◆ Esercizio assegnato: Estrai dal brano sulla sentenza di Busto Arsizio, riportato più sotto, il passo compreso tra "Sono io a dovermi" e "cambia, evidentemente, tutto.", estremi inclusi, copiandolo senza alcuna modifica.

◆ Brano da leggere:
◇ ◇ ◇ ◇ ◇ ◇ ◇
Le parole, signori, sono tutto

„Le parole, signori, sono tutto“, scriveva @ManuelaPerrone in un suo tweet qualche giorno fa. Come non essere d’accordo? A maggior ragione se sono le parole di una sentenza. Quella in base alla quale Davide Fontana, l’uomo che ha ucciso la sua partner con 13 martellate in testa mentre stava girando con lei un video hard, l’ha sgozzata, ne ha sezionato il cadavere, l’ha conservato per quasi 3 mesi in un freezer, spacciandosi intanto per la vittima sui social e sul cellulare della stessa (rassicurando amici e parenti via sms e Whatsapp che la donna stava bene, che era in viaggio per lavoro a Dubai, che presto sarebbe rientrata in Italia), ha cercato di bruciarne i resti nel barbecue, per poi scaricarli in un burrone, quest’uomo non ha agito per motivi “abietti e futili”, ragion per cui è stato condannato non all’ergastolo ma a 30 anni di reclusione.

“In senso giuridico”

Lo sprovveduto lettore/lettrice potrà ingenuamente pensare di non aver letto bene il testo o di non aver ben compreso la sentenza, emessa dal Tribunale di Busto Arsizio, (Corte d’assise presieduta dal giudice Giuseppe Fazio, a latere la collega Rossella Ferrazzi e i popolari). Lo/la rassicuro. Proprio tali sono le conclusioni cui il Tribunale è giunto, avvalendosi anche di periti psichiatrici che hanno ritenuto l’imputato capace di intendere e volere.
Sono io a dovermi scusare per aver fin qui omesso un dettaglio importante, anzi decisivo. Secondo i giudici infatti l’imputato avrebbe agito per ragioni che non sarebbero state abiette né futili «in senso giuridico», il ché cambia, evidentemente, tutto.
◇ ◇ ◇ ◇ ◇ ◇ ◇
◆ Materiale raccolto:
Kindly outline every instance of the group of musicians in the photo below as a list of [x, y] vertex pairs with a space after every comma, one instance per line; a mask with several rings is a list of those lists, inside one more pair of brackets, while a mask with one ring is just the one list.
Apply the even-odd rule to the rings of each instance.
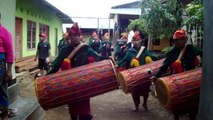
[[[60, 67], [65, 59], [69, 59], [68, 64], [71, 66], [69, 68], [72, 69], [89, 64], [91, 63], [91, 60], [92, 62], [98, 62], [103, 59], [112, 58], [110, 56], [113, 48], [112, 43], [109, 40], [108, 33], [104, 35], [104, 42], [100, 44], [101, 47], [97, 47], [97, 44], [99, 44], [101, 41], [98, 39], [97, 34], [93, 33], [89, 45], [79, 47], [79, 49], [76, 51], [76, 48], [81, 45], [80, 35], [81, 30], [78, 24], [74, 23], [74, 25], [68, 31], [67, 37], [67, 39], [71, 41], [71, 44], [61, 48], [59, 56], [55, 60], [56, 64], [48, 72], [48, 74], [53, 74], [60, 70]], [[127, 38], [128, 34], [124, 33], [121, 39], [119, 39], [116, 43], [115, 58], [112, 59], [115, 59], [118, 66], [117, 69], [132, 69], [158, 60], [158, 58], [147, 48], [145, 48], [145, 46], [142, 46], [142, 38], [138, 31], [135, 32], [130, 43], [127, 43]], [[194, 69], [197, 66], [197, 56], [200, 55], [202, 57], [202, 50], [194, 47], [193, 45], [188, 45], [187, 39], [187, 34], [183, 29], [179, 29], [174, 33], [174, 46], [166, 54], [166, 58], [159, 68], [157, 74], [154, 75], [152, 82], [155, 82], [159, 77], [162, 77], [168, 68], [171, 68], [172, 73], [180, 73]], [[107, 53], [107, 50], [110, 52]], [[74, 56], [69, 58], [68, 56], [71, 53], [73, 54], [73, 51], [77, 54], [74, 53]], [[100, 51], [102, 51], [102, 55], [98, 54]], [[134, 111], [138, 111], [139, 109], [141, 95], [144, 97], [144, 103], [142, 106], [144, 107], [145, 111], [148, 111], [147, 99], [149, 96], [150, 85], [151, 82], [147, 83], [143, 87], [136, 87], [130, 92], [135, 104]], [[72, 120], [92, 119], [89, 99], [75, 104], [68, 103], [68, 105]]]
◇ ◇ ◇ ◇ ◇ ◇ ◇
◆ Risposta all'esercizio:
Sono io a dovermi scusare per aver fin qui omesso un dettaglio importante, anzi decisivo. Secondo i giudici infatti l’imputato avrebbe agito per ragioni che non sarebbero state abiette né futili «in senso giuridico», il ché cambia, evidentemente, tutto.